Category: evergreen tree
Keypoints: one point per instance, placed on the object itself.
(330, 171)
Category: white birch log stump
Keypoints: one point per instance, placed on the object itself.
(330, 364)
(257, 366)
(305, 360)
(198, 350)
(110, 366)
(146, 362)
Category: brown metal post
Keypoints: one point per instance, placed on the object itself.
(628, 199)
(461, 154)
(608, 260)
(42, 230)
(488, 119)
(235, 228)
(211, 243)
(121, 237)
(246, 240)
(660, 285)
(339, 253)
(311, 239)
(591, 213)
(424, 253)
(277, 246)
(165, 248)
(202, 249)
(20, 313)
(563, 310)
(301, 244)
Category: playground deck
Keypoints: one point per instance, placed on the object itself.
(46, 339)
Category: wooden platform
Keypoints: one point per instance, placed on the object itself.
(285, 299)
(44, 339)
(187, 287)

**YOUR TASK**
Please copy out the part of the material above that opens with the line containing "Category: playground deck" and closes with the last line of the material.

**EXERCISE SOLUTION**
Category: playground deck
Keypoints: one point per instance, placed on the object itself.
(46, 339)
Category: wooden platform
Keypoints: one point per instance, placed on the object itself.
(285, 299)
(44, 339)
(187, 287)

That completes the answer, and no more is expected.